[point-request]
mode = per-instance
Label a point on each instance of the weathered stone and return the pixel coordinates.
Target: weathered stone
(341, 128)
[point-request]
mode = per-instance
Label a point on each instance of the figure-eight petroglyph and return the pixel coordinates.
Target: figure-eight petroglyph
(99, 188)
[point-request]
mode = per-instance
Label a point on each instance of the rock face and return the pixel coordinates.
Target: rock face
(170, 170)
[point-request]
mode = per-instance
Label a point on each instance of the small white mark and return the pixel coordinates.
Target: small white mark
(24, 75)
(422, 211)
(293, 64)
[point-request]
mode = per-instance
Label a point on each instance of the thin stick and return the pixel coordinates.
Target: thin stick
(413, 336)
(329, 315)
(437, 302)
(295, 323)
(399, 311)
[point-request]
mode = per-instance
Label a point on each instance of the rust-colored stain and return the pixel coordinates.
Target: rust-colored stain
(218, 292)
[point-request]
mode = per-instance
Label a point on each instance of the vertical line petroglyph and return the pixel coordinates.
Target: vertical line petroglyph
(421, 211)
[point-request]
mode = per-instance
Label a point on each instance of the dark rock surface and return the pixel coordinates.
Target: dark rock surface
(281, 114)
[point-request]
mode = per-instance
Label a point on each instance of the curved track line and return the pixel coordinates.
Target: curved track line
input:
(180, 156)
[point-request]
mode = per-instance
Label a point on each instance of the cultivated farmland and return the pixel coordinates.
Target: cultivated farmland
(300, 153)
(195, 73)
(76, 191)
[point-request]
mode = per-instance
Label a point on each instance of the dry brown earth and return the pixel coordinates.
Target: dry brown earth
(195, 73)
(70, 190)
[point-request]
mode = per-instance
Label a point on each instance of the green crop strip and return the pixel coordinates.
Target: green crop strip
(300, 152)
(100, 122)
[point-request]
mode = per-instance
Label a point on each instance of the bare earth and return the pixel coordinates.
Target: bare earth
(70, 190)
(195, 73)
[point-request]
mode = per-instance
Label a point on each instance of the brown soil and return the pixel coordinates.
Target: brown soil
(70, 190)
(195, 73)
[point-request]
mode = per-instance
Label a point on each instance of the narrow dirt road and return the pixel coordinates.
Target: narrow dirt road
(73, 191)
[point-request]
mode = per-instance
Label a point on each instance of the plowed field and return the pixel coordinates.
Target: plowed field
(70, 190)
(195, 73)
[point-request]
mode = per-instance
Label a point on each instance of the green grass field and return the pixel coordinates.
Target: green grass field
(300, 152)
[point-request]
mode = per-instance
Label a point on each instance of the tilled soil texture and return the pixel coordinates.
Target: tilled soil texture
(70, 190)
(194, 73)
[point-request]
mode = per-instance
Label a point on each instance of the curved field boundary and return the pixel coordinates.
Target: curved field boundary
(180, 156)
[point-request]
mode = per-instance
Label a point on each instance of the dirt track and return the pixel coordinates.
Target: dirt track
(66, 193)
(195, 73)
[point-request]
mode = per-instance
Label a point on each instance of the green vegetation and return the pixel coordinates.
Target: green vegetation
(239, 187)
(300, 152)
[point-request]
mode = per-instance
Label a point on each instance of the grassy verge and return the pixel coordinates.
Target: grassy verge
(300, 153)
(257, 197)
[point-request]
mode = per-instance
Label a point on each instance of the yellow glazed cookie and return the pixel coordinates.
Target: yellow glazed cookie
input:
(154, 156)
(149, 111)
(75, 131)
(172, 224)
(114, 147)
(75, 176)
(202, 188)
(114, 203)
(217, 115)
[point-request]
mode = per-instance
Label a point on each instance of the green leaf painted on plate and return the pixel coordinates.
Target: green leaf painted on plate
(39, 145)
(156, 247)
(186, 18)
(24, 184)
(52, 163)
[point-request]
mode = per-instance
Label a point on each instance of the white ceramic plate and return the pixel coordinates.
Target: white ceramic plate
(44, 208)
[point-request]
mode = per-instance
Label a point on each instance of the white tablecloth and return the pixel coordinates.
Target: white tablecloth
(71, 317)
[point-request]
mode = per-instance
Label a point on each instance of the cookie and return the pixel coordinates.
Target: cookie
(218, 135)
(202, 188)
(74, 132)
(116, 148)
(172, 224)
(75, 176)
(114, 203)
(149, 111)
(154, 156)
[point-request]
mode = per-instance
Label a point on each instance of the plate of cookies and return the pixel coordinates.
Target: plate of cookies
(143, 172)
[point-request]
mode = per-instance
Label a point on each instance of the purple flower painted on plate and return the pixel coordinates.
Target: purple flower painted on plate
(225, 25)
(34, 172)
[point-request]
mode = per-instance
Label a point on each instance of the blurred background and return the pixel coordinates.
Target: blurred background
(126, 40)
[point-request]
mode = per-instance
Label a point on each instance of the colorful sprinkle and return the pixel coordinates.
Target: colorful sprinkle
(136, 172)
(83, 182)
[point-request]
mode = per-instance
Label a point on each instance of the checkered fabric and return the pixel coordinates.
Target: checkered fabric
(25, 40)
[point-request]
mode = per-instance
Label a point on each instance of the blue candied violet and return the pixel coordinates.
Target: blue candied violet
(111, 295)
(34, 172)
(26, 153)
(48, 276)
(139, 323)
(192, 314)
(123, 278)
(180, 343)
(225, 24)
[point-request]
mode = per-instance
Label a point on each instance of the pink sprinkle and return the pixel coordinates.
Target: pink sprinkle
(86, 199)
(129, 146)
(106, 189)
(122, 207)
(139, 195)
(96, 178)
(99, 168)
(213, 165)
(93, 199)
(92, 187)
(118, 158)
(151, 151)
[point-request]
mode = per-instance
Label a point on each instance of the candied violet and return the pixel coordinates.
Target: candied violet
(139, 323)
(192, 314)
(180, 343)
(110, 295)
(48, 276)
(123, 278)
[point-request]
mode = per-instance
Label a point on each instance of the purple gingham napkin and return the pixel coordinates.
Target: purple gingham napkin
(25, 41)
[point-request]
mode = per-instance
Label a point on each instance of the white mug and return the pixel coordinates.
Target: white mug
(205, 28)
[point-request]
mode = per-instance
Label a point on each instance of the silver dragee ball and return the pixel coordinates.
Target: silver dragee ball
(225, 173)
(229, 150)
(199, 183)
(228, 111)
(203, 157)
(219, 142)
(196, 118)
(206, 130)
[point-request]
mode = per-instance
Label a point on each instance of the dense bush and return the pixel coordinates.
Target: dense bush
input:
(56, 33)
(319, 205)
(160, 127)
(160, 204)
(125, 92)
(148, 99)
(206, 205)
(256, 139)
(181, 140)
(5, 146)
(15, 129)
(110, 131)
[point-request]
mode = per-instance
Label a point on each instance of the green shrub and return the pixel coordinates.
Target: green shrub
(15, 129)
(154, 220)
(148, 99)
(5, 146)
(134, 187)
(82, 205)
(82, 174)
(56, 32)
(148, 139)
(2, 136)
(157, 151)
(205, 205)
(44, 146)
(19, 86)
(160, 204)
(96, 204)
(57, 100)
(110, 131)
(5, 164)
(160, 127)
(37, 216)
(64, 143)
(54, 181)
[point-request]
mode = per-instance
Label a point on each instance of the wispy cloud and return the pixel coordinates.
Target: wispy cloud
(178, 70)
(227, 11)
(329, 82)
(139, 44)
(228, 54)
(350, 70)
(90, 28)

- Short task -
Extract the complete data, matching each line exactly.

- Answer for the task -
[point-request]
mode = per-instance
Label a point on each instance of the weathered stone and return the pixel coordinates.
Target: weathered stone
(341, 128)
[point-request]
mode = per-instance
Label a point on each instance of the figure-eight petroglyph and return the pixel coordinates.
Target: figure-eight petroglyph
(99, 188)
[point-request]
mode = per-instance
Label a point on each instance of the rock face and return the pixel coordinates.
Target: rock face
(170, 170)
[point-request]
mode = per-instance
Label a point on each instance of the small white mark and return the pixel coordinates.
Target: small white mark
(24, 75)
(422, 211)
(293, 64)
[point-request]
mode = per-instance
Label a point on each instance of the thin stick and return the pixel coordinates.
Target: thin stick
(413, 336)
(329, 315)
(437, 302)
(295, 323)
(399, 311)
[point-request]
mode = per-instance
Label a point on each instance of the rust-colored stain and return the pixel coordinates.
Target: rust-colored stain
(218, 292)
[point-request]
mode = per-instance
Label a point on each instance of the vertical line petroglyph and return the pixel coordinates.
Target: vertical line petroglyph
(421, 211)
[point-request]
mode = per-instance
Label a point on each instance of the dark rock surface and return the pixel coordinates.
Target: dark rock surface
(281, 114)
[point-request]
mode = per-instance
Label a point on each instance of the curved track line and return the pixel coordinates.
Target: curved track line
input:
(180, 156)
[point-request]
mode = per-instance
Label a point on each instance of the cultivated farmland and return the pixel coordinates.
Target: cultivated farmland
(300, 153)
(195, 73)
(76, 191)
[point-request]
mode = per-instance
Label a point on each instance of the dry brown earth and return the pixel coordinates.
Target: dry brown earth
(195, 73)
(70, 190)
[point-request]
mode = per-instance
Label a point on each instance of the green crop strip and return the pixel coordinates.
Target: green crop strip
(300, 152)
(100, 122)
[point-request]
mode = per-instance
Label a point on each instance of the bare earth and return the pixel coordinates.
Target: bare earth
(70, 190)
(195, 73)
[point-request]
mode = per-instance
Label a point on each instance of the brown soil and return the pixel coordinates.
Target: brown soil
(70, 190)
(195, 73)
[point-request]
mode = per-instance
Label a point on each instance of the narrow dirt road and return the pixel coordinates.
Target: narrow dirt road
(73, 191)
[point-request]
mode = per-instance
Label a point on each instance of the plowed field and return the pixel coordinates.
Target: plowed field
(70, 190)
(195, 73)
[point-request]
mode = per-instance
Label a point on each instance of the green grass field and return the pixel coordinates.
Target: green grass field
(300, 152)
[point-request]
mode = per-instance
Label a point on each instance of the tilled soil texture and return the pixel coordinates.
Target: tilled soil texture
(70, 190)
(194, 73)
[point-request]
mode = per-instance
Label a point on each instance of the curved field boundary and return the pixel coordinates.
Target: curved field boundary
(180, 156)
[point-request]
mode = per-instance
Label a point on each instance of the dirt track and return the pixel coordinates.
Target: dirt track
(66, 193)
(195, 73)
[point-request]
mode = per-instance
Label a point on each instance of the green vegetation and return the pixel coordinates.
Target: green vegetation
(239, 187)
(300, 152)
[point-request]
mode = per-instance
Label a point on each instance of the grassy verge and return the pixel coordinates.
Target: grassy verge
(300, 153)
(257, 197)
[point-request]
mode = per-instance
Label a point on each instance of the yellow glazed cookie and return the pixel coordinates.
Target: yellow glazed cookie
input:
(154, 156)
(149, 111)
(75, 131)
(172, 224)
(114, 147)
(75, 176)
(202, 188)
(114, 203)
(217, 115)
[point-request]
mode = per-instance
Label a point on each instance of the green leaf painted on plate and return the pixel coordinates.
Target: green leaf painted on plate
(39, 145)
(156, 247)
(186, 18)
(24, 184)
(52, 163)
[point-request]
mode = per-instance
Label a point on each instance of the white ceramic plate and return the pixel coordinates.
Target: white ceramic plate
(44, 208)
[point-request]
mode = per-instance
Label a point on each instance of the white tablecloth and return the pixel coordinates.
Target: white tablecloth
(71, 317)
[point-request]
mode = per-instance
Label a point on each instance of the cookie and return the pixel coordinates.
Target: cookie
(218, 135)
(202, 188)
(74, 132)
(116, 148)
(172, 224)
(75, 176)
(114, 203)
(149, 111)
(154, 156)
[point-request]
mode = per-instance
Label a point on each instance of the plate of cookies and return the pixel coordinates.
Target: plate of cookies
(143, 172)
[point-request]
mode = per-instance
Label a point on each instance of the purple flower painted on plate and return the pixel coordinates.
Target: purple flower painted on plate
(225, 25)
(34, 172)
[point-request]
mode = per-instance
Label a point on each instance of the blurred background and return the pixel coordinates.
Target: blurred background
(126, 40)
[point-request]
mode = per-instance
Label a point on each instance of the colorful sprinkle and return the pixel coordinates.
Target: colorful sprinkle
(136, 172)
(83, 182)
[point-request]
mode = per-instance
Label a point on each instance of the checkered fabric and return the pixel coordinates.
Target: checkered fabric
(25, 40)
[point-request]
mode = per-instance
Label a point on each instance of the blue candied violet and return the pixel coordinates.
Target: blue candied violet
(111, 295)
(34, 172)
(26, 153)
(48, 276)
(139, 323)
(192, 314)
(123, 278)
(180, 343)
(225, 24)
[point-request]
mode = per-instance
Label a point on each instance of the pink sprinkle and return the pixel coordinates.
Target: pink sprinkle
(86, 199)
(129, 146)
(106, 189)
(122, 207)
(139, 195)
(96, 178)
(99, 168)
(213, 165)
(93, 199)
(92, 187)
(118, 158)
(151, 151)
[point-request]
mode = per-instance
Label a point on each instance of the candied violet and return the pixel coordinates.
Target: candied violet
(139, 323)
(192, 314)
(180, 343)
(110, 295)
(48, 276)
(123, 278)
[point-request]
mode = per-instance
Label a point on each instance of the purple gingham napkin and return the pixel coordinates.
Target: purple gingham napkin
(25, 41)
[point-request]
mode = per-instance
Label a point on each instance of the white mug and return the pixel coordinates.
Target: white mug
(205, 28)
[point-request]
mode = per-instance
Label a point on each instance of the silver dragee ball and return the pixel coordinates.
Target: silver dragee ball
(225, 173)
(229, 150)
(199, 183)
(228, 111)
(203, 157)
(219, 142)
(196, 118)
(206, 130)
[point-request]
mode = per-instance
Label a point on each instance of the dense bush and return the pixel coordinates.
Target: dense bush
input:
(56, 33)
(319, 205)
(160, 127)
(160, 204)
(125, 92)
(148, 99)
(206, 205)
(256, 139)
(181, 140)
(5, 146)
(15, 129)
(110, 131)
[point-request]
mode = per-instance
Label a point on each instance of the green shrub and return the pixel coordinates.
Target: green shrub
(15, 129)
(154, 220)
(148, 99)
(5, 146)
(134, 187)
(82, 205)
(82, 174)
(56, 32)
(148, 139)
(2, 136)
(157, 151)
(205, 205)
(44, 146)
(19, 86)
(160, 204)
(96, 204)
(57, 100)
(110, 131)
(5, 164)
(160, 127)
(37, 216)
(64, 143)
(54, 181)
[point-request]
mode = per-instance
Label a point on each instance of the wispy cloud and return the pixel coordinates.
Target: wispy cloud
(178, 70)
(227, 11)
(329, 82)
(139, 44)
(228, 54)
(350, 70)
(90, 28)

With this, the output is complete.